**Text to read**
★ ★ ★
Raymond Paul Legrand (May 23, 1908 in Paris – November 25, 1974 in Montreal) was a French composer and conductor.

Career

Legrand studied harmony and orchestration as a pupil of Gabriel Faure. In the realms of jazz and light music, he made arrangements for Ray Ventura and his ensemble from 1934, before assembling his own group under the Occupation. He surrounded himself with former musicians met while with Ventura, especially Henri Bourtayre (composition) and Guy Dejardin (arrangement, orchestration). During the Second world war, he participated in the Collaboration with the Vichy government.

Raymond Legrand's orchestra included Irène de Trébert, Maurice Chevalier, Georges Guétary, Tino Rossi, and Colette Renard. He also collaborated with figures of French song like Francis Lemarque, Mouloudji, Édith Piaf and Henri Salvador.

In 1948, he directed the orchestra for the recording of C'est si bon by Les Soeurs Étienne, which became a hit. In 1966, his son Michel Legrand directed the orchestra for the version of this song by Barbra Streisand on the album Color Me Barbra.

He also composed copiously for film.

Personal life

Legrand married Marcelle Der Mikaëlian (sister of Jacques Hélian) in 1929; their children were the singer Christiane Legrand, born in 1930 and the composer Michel Legrand, born in 1932. By 1935, he abandoned his wife and children. In 1943, he had a son, Michel-Patrick Legrand with the singer Irène de Trebert.
★ ★ ★
**Given information**
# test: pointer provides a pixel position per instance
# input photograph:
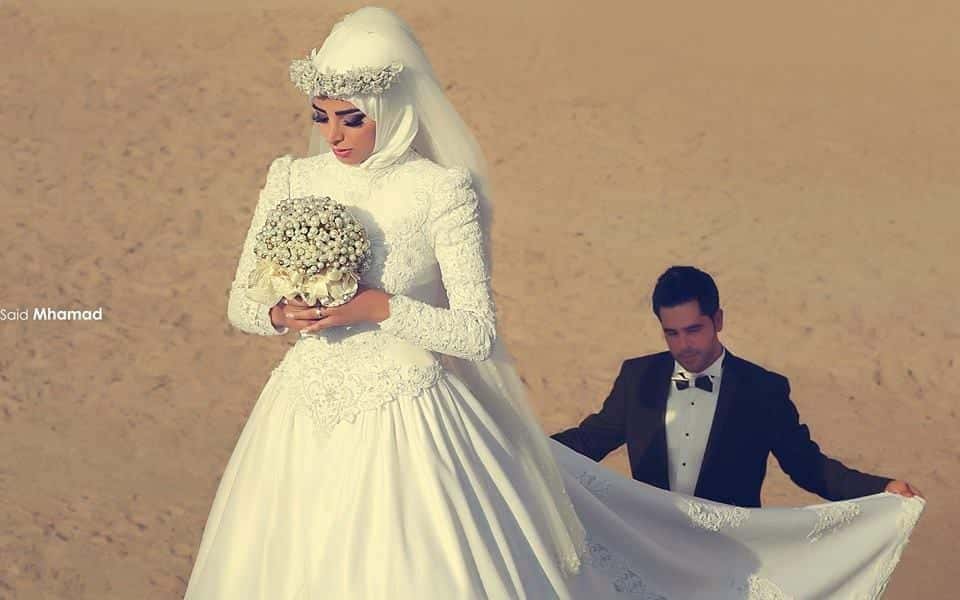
★ ★ ★
**To be done**
A – Check each statement against the Raymond Legrand biography and mark it yes or no, quoting the words that decide it: (i) Legrand studied under Gabriel Faure. (ii) Legrand directed the orchestra for Barbra Streisand's version of C'est si bon. (iii) Christiane Legrand was born in 1932.
B – Proceed with the Raymond Legrand biography, picking up after its final sentence.

**In response**
A –
(i) Yes: "Legrand studied harmony and orchestration as a pupil of Gabriel Faure."
(ii) No: "In 1966, his son Michel Legrand directed the orchestra for the version of this song by Barbra Streisand on the album Color Me Barbra."
(iii) No: "the singer Christiane Legrand, born in 1930"

B –
In 1946, he divorced, and several years later married Paulette Bonimond; they had two children, the writer Benjamin Legrand and the painter Olivier Legrand. In 1960, he and Paulette divorced, and he married Colette Renard. In 1971, he divorced again to marry Martine Leroy, with whom he had a daughter, Coralie Legrand.

Film soundtracks
Grisou, Maurice de Canonge (1938)
Le Roman de Renard, Ladislas Starewitch and Irène Starewitch (1941)
Mademoiselle Swing, Richard Pottier (1942)
Destins, Richard Pottier (1946)
L'aventure commence demain, Richard Pottier (1948)
 Two Loves, Richard Pottier (1949)
Justice est faite, André Cayatte (1950)
Meurtres?, Richard Pottier (1950)
 Alone in Paris, Hervé Bromberger (1951)
 Topaze, Marcel Pagnol (1951)
Manon des sources, Marcel Pagnol (1952)
Nous sommes tous des assassins, André Cayatte (1952)
Paris chante toujours, Pierre Montazel (1952)
Une fille dans le soleil, Maurice Cam (1953)
Les Compagnes de la nuit, Ralph Habib (1953)
Carnaval, Henri Verneuil (1953)
Le Boulanger de Valorgue, Henri Verneuil (1953)
Ce soir les jupons volent, Dimitri Kirsanoff (1956)
Business, Maurice Boutel (1960)
Clodo, Georges Clair (1975)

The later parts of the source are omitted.